WHAT TO DO: In the lines below, change every "indicate" to "mark" and write them out again with nothing else altered. Leave the pictures out.

__________________________________________________

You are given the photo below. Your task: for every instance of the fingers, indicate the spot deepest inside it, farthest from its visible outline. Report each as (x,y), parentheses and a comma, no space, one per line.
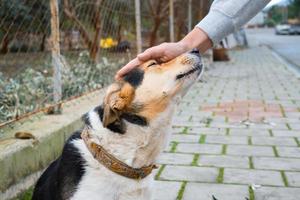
(152,53)
(128,67)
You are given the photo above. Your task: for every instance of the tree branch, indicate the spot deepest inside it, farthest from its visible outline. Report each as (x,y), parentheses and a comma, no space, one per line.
(71,15)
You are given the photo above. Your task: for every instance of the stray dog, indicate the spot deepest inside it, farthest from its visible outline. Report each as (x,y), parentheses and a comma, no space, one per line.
(113,156)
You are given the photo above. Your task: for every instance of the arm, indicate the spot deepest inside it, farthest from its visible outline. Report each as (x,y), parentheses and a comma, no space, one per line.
(224,17)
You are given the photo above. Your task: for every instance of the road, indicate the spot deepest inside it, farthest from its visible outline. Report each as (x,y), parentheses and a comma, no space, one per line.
(288,46)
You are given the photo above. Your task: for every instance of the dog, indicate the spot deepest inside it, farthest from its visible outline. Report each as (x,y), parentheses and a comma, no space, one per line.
(112,157)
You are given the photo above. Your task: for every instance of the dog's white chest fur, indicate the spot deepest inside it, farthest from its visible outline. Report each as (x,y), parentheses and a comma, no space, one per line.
(100,183)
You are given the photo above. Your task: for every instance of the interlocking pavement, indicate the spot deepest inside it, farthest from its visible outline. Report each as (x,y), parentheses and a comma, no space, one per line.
(236,134)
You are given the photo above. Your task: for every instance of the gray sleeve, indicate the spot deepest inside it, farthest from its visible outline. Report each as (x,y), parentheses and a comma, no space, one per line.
(227,16)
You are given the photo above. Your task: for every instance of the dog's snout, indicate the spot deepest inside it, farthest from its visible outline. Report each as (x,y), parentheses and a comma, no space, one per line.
(195,51)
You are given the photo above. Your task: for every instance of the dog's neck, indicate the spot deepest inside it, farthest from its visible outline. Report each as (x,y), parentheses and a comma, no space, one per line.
(139,145)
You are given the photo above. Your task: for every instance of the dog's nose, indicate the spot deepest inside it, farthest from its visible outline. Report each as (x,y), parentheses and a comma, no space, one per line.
(195,51)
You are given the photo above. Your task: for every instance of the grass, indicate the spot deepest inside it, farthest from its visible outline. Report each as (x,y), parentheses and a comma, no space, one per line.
(220,176)
(185,130)
(195,160)
(181,191)
(227,131)
(288,126)
(159,172)
(271,132)
(173,148)
(202,139)
(297,141)
(275,151)
(249,140)
(286,184)
(224,149)
(251,165)
(251,193)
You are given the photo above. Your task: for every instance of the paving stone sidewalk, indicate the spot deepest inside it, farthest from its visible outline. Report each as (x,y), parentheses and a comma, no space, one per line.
(236,135)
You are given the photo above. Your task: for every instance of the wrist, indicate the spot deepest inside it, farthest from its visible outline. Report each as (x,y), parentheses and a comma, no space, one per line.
(197,38)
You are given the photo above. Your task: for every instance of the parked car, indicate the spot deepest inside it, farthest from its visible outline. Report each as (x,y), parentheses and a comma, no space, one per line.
(282,29)
(294,29)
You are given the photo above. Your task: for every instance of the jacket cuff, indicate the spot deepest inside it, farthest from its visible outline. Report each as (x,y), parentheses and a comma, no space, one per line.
(216,25)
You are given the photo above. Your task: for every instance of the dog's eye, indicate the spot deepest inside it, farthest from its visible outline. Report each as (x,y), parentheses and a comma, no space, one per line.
(152,64)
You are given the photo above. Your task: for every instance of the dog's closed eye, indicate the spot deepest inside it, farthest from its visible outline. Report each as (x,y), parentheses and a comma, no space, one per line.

__________________________________________________

EXERCISE RESPONSE:
You are given the photo below. Your task: for every instance of the fingers, mark the spot deepest inside it, farthest from its visible outline. Report each as (x,y), parentheses and a comma, no space, one per line.
(152,53)
(128,67)
You are given the photo above. Your task: for every instance of the tree branch, mark the spot deepest inside it, farthest from its visible outline. Report each as (x,y), parentheses and a comma, no space, one per line.
(71,15)
You are given the photo above. Your task: for every instance of the stray dog, mark the spot deepest inside it, farthest from its visible outline. Report each as (x,y), parentheses and a comma, no space, one per line.
(113,156)
You are given the photo above. Your task: for every instance of the arm, mark the spot deepest inside it, farthest from its visible outline. Report each as (x,y), parentheses and a comma, no space, one per line.
(224,17)
You are given the photo above. Your task: for every instance of the road, mark the spot deepest inside it, farthest from its visible outline. Report each as (x,y), parentheses and a comma, no space, one per line.
(288,46)
You are given the photo above. Your task: for every instance of the dog, mark the spot deepest inside it, farthest from its visible outline. Report each as (x,y), parentheses and a comma, no space, one per line.
(112,157)
You are given the photo above. Your task: for every instance of the dog's white chest fur, mark the spot deepest inside it, farthest from its visible outline. Report each as (x,y), parentheses and a comma, no space, one per line.
(100,183)
You are given the photo above. Your task: for every instance of the interlocking pavement, mark the spot deepest inside it, farthest from its visible outline. Report each as (x,y), parentheses and a comma, no space, one per line.
(236,134)
You are given the photo above. Your task: for every instance of the gray sleeve, mark the spot deepest inside it, farthest from its visible outline. Report each as (x,y), parentheses and a comma, no space, one per line.
(227,16)
You are given the photo above. Your task: for every instance of the dog's snout, mark the spot deepest inside it, farthest from its visible outline. Report each as (x,y), parentheses and a comma, no space, one per line.
(195,51)
You are given the photo above. Your task: for every instance of the dog's neck, mark the spot deepest inside it, farthest from its visible outline. Report each as (x,y), parentheses and a comma, no space, one per line.
(139,145)
You are given the photo above. Your task: for every instance of the dog's nose, mark the spot deepest inside it, farthest from its visible outline. Report each as (x,y), parentheses and a comma, no space, one per line.
(195,51)
You are given the photo above. Your task: for every instance of the grass, mark the spot deepest inside it, farthest from its visible outline. Report each as (x,y), parentheses and a comma, no space, one per line.
(220,176)
(185,130)
(195,160)
(181,191)
(227,131)
(288,126)
(159,172)
(271,132)
(173,148)
(202,139)
(297,141)
(275,151)
(249,140)
(286,184)
(224,149)
(251,165)
(251,193)
You are given the photo above. Your task: for every instance of the paving stone sidewalk, mark the spot deepest inside it, farthest from its visible outline. Report each as (x,y), parentheses and a comma, no space, one per line.
(236,135)
You are given the photo above. Your task: for every instance of the wrist, mark the spot deepest inside it, farthest from its visible outline. Report each as (x,y), parentheses and a comma, no space, one per line.
(197,38)
You are given the photo above. Your task: for every instance of the parked car, mark the spot deepest inside it, farthest from its visible outline. Report each as (x,y), parentheses and a comma, no space, one per line.
(282,29)
(294,29)
You are given the photo above. Your task: for every instance of the jacket cuff, mark the spot deepest inside it, farthest from its visible outline. Report each as (x,y), parentheses and a comma, no space, one per line.
(216,25)
You are given the photo above. Your task: for every instance of the dog's eye, mark the spot deepest inside it, farthest from its visible outline. Report each as (x,y), parentheses and a comma, no space, one per line.
(152,64)
You are given the photo above. Your task: for every instance of the dog's closed eye, mark the spot deepest inside it, farthest from its visible outline. Report each as (x,y), parentheses and a comma, no space, one per line.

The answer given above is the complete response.